Do this: Set down exactly the lines from the one containing "Exercise. Point to the illuminated" through the last line of the records below, both included, and nothing else.

(Pointing dataset records)
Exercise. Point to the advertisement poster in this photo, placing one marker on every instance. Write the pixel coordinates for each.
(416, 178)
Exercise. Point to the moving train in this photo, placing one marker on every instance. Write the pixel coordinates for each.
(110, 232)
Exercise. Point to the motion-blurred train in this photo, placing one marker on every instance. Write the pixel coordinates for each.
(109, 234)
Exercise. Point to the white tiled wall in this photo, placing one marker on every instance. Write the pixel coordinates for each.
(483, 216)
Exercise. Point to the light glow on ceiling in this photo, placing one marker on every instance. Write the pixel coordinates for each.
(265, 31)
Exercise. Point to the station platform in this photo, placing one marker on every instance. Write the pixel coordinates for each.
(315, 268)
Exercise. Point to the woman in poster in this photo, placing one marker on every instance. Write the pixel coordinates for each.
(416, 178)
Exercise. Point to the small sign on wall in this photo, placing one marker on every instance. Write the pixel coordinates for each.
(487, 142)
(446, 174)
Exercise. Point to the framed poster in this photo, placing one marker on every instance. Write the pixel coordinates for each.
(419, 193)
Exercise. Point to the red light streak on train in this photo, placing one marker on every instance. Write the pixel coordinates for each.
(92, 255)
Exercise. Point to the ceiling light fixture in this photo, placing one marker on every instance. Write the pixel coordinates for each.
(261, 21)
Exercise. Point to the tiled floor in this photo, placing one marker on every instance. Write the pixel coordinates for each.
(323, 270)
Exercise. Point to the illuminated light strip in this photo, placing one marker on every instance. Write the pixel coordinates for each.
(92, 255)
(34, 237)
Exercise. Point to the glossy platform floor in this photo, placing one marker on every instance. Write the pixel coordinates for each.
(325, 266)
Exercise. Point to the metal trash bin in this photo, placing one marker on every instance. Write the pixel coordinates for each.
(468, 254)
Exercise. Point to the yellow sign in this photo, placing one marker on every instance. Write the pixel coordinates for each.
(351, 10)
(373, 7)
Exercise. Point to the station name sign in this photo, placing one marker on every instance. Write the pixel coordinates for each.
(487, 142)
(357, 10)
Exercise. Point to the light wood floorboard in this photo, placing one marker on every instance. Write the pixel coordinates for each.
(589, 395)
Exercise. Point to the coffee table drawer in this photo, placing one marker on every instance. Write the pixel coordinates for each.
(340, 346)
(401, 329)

Solved problem:
Exercise. Point to the illuminated light strip in this photo, placing one marker on every instance. Write the pixel coordinates for each.
(92, 255)
(34, 237)
Exercise. Point to the glossy platform floor in this photo, placing one marker on every instance. Write the pixel coordinates for each.
(325, 266)
Exercise. Point to the metal trash bin in this photo, placing one marker on every instance. Write the pixel coordinates for each.
(468, 254)
Exercise. Point to the yellow sign in this photo, placing one marker on every instance. Write the pixel coordinates for each.
(351, 10)
(373, 7)
Exercise. Point to the station name sign in this photo, placing one marker on every instance. Write the pixel coordinates for each.
(487, 142)
(357, 10)
Exercise. Point to the light wood floorboard in this photo, placing one marker on every instance. Write the pixel coordinates for each.
(589, 395)
Exercise. Point to the coffee table drawer in this photo, placing one marker on every instance. Write the pixel coordinates for each.
(340, 346)
(401, 329)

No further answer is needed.